**Problem requirements:**
Continue the text on Luxembourg's fund management companies from where it stops.

At the heart of Luxembourg’s world leading cross-border fund industry are more than 400 management companies (mancos) employing nearly 6,000 people. What are these organisations, how has the concept grown, and have recent events called the model into question?
How to simplify and cut the cost of running and distributing investment funds across borders, while maintaining strong regulatory supervision? That was the challenge faced by European lawmakers at the start of the millennium, and their solution was a hub-and-spoke model centred on mancos (see below). This solution allows fund promoters to centralise technical operations in one EU member state and sell seamlessly across borders. This is a more efficient option than requiring separate organisations in each market.
This structure was formalised by a reform of the Undertakings for Collective Investment in Transferable Securities (Ucits) directive in 2001. Ucits regulates funds mainly destined for a mass, retail market. Ten years later, this structure was extended to alternative strategies that invest in property, private equity, debt, hedge funds and so on. Mancos can be run in-house, as part of the asset management group, or they can be outsourced to a third party which handles these operations for several funds and asset managers. Some mancos specialise in Ucits, others focus just on alternative investments. So called “super mancos” serve both sectors.

**Source material:**
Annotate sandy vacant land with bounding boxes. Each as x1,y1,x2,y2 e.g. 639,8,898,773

**Answer to this problem:**
Third party advantages
What is the appeal of the third party option? Larger asset managers tend to prefer to run their mancos in-house, often for reasons related to the desire for control or taxation. The outsourced option is seen to be more appropriate for smaller or non-EU asset managers as well as those who wish to focus on core business. In effect, the third party manco delegates the fund’s portfolio management to the asset manager. This gives asset managers a platform from which they can launch and manage their Luxembourg fund without having a physical Luxembourg presence.
Speed to market has been an important factor in the context of UK funds seeking a post-Brexit base in the EU27. Also, it is an ongoing challenge to find and retain scarce human resources, and small mancos can be blown off course if a handful of key people leave. Thus, using a large third party can add resilience. They also might give greater flexibility as investment strategies and regulations change. However, as with every outsourced relationship, the fund is putting a high degree of reliance in a company over which they have no direct control.
Third parties might be a way of adding efficiencies to what is widely seen as a highly fractured market. According to PwC, there were 429 mancos at the end of last year, employing 5,705 people. In figures highlighted at the Association of the Luxembourg Fund Industry conference in March, over half of firms had less than €1bn assets under management, which cumulatively represented just 12% of total assets under management by Luxembourg mancos. At the other end of the spectrum, 39 firms were responsible for two-thirds of the total. Even so, most of these are relatively small operations, managing above €25bn--a significant if not spectacular figure. Only six third party management companies had assets under management in excess of this figure, according to the PwC data.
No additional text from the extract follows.